[TEXTO APRESENTADO]
>>>>>
Temos que falar mais sobre isso. Preciso falar sobre isso. Preciso escrever sobre isso. Foi o que pensei ao ser impactada ao ouvir essas duas frases. A primeira dita por Ana Fontes, fundadora da Rede Mulher Empreendedora e Vice-presidente do Conselho de Administração do Pacto Global da ONU – Rede Brasil, e a segunda pela deputada federal Benedita da Silva.

As duas discursaram na sede da Organização das Nações Unidas (ONU) em Nova York, durante a 68ª sessão anual da Comissão sobre a Situação das Mulheres (CSW68th) – um dos principais fóruns de negociação e monitoramento dos compromissos internacionais sobre os direitos da mulher – que aconteceu nos dias 11 e 22 de março. A convite do Pacto Global da ONU (Brasil), estive lá como uma das jornalistas a compor a delegação brasileira.

Acelerar a igualdade de gênero e empoderar meninas e mulheres é o tema central desse fórum. Mas é impossível falar de empoderamento feminino sem falar de empoderamento econômico. Sem falar de dinheiro mesmo. E é justamente no dinheiro – ou na falta dele – que essa pauta tem esbarrado. “Falta investimento para as questões e agendas de gênero avançarem. Conectar empresas e investidores para essa agenda avançar é fundamental”, cravou Camila Valverde, COO do Pacto Global da ONU/Brasil. 

Money, money, money

Os dados não mentem: metade das mulheres brasileiras já sofreram algum tipo de violência doméstica ao longo de suas vidas, segundo a primeira edição do Mapa Nacional da Violência de Gênero. O levantamento foi apresentado pela primeira vez durante um painel que mediei no CSW68th que apontou que 48% das mais de 20 mil brasileiras entrevistadas já passaram por alguma situação de violência doméstica e familiar. E para que muitas delas saiam dessa situação de silenciamento da violência, é preciso autonomia financeira. É com dinheiro nas mãos que elas conseguem sair da dependência financeira de seus companheiros e, em muitos casos, romper com esse ciclo de violência.

“Investir em igualdade de gênero pode adicionar cerca de 28 trilhões de dólares para o PIB global até 2025” 

“Quando falamos de empoderar mulheres, essa é uma agenda global” | Arquivo Pessoal

Para a empreendedora e membro do Conselho Jovem do Pacto Global da ONU/Brasil Monique Evelle a conta é simples: “Investir em empresas lideradas por mulheres tem um retorno 35% mais rápido do que em empresas lideradas por homens. Se a gente coloca um dólar na mão da mulher, voltam 78. Na dos homens,  voltam menos de 30″. Seguindo a linha das contas e números, Sanda Ojiambo, CEO do Pacto Global da ONU e assistente do secretário geral das Nações Unidas, reforça que “investir em igualdade de gênero pode adicionar cerca de 28 trilhões de dólares para o PIB global até 2025.” Em seu discurso de abertura num evento do Pacto Global brasileiro, ela reforçou a necessidade de trabalharmos juntos – setor privado, governos e sociedade civil – para que esse avanço aconteça.
<<<<<
[TRECHO DE ORIGEM]
>>>>>
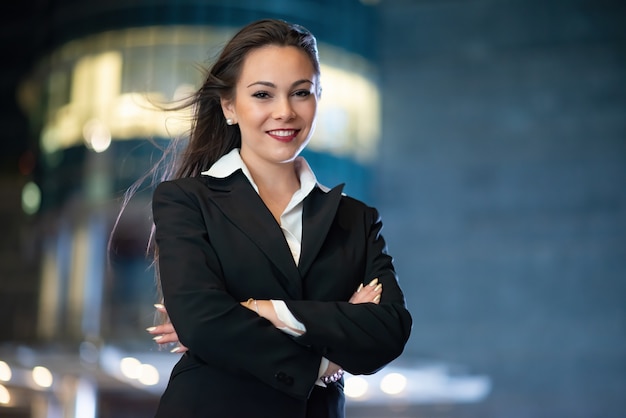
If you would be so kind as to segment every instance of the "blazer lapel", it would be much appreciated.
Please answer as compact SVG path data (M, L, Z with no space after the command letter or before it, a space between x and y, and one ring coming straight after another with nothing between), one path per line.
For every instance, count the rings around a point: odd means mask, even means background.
<<<<<
[AÇÕES NECESSÁRIAS]
[1] Reproduza o trecho do texto sobre a CSW68 que vai de “Para a empreendedora” até “esse avanço aconteça.”, inclusive.
[2] Prossiga com o texto sobre a CSW68 e o empoderamento econômico das mulheres a partir do ponto em que ele termina.

[RESULTADOS DAS TAREFAS]
[1]
Para a empreendedora e membro do Conselho Jovem do Pacto Global da ONU/Brasil Monique Evelle a conta é simples: “Investir em empresas lideradas por mulheres tem um retorno 35% mais rápido do que em empresas lideradas por homens. Se a gente coloca um dólar na mão da mulher, voltam 78. Na dos homens,  voltam menos de 30″. Seguindo a linha das contas e números, Sanda Ojiambo, CEO do Pacto Global da ONU e assistente do secretário geral das Nações Unidas, reforça que “investir em igualdade de gênero pode adicionar cerca de 28 trilhões de dólares para o PIB global até 2025.” Em seu discurso de abertura num evento do Pacto Global brasileiro, ela reforçou a necessidade de trabalharmos juntos – setor privado, governos e sociedade civil – para que esse avanço aconteça.

[2]
O que pude notar também é que, quando falamos de empoderar mulheres, essa é uma agenda global. A falta de dinheiro nas nossas mãos é compartilhada para além dos continentes. “O empoderamento das mulheres é a chave. Nós ajudamos algumas delas a iniciar habilidades, nós as treinamos para que possam começar a fazer coisas por si mesmas”, me relatou Ngozi Okose, psicóloga nigeriana, residente nos EUA, que também iria participar de eventos que discutiriam sobre a situação das mulheres nigerianas. Durante nossa conversa, me relatou uma série de problemas enfrentados por elas – alguns bem semelhantes aos nossos –, mas frisou bem que empoderamento econômico é tudo. Seja aqui ou no país africano. 

“Nós tentamos fazer o máximo possível para ajudar a empoderar as mulheres. Você empodera uma mulher, você empodera a nação. Você treina uma mulher, você treina a vila, a cidade. Usamos as mulheres para dirigir o desenvolvimento das nossas comunidades na Nigéria e na África. Estamos lutando por qualquer coisa que possa nos empoderar a construir uma sociedade segura e saudável, uma sociedade financeira estável. É disso que estamos lutando”, disse Ngozi. A gente nem precisa desenhar né?

Dinheiro na mão de quem?

“Para acelerar na pauta de gênero e de desenvolvimento social, a gente precisa investir em mulheres que mais precisam: as mulheres negras do nosso país”, reforçou bem Camila Valverde durante o evento da delegação brasileira. É impossível avançar na pauta de gênero, de empoderamento feminino, se não considerarmos as interseccionalidades, colocando cor nessa conversa, por exemplo. 

Dados da ONU Mulheres apontam que a pobreza no Brasil diminuiu. Porém, contudo e todavia…  72% da população que é considerada pobre AINDA são mulheres, negras, mães, solteiras com filhos abaixo de 12 anos. Está aí explicado por que temos que ter um olhar racial quando o assunto é empoderamento feminino.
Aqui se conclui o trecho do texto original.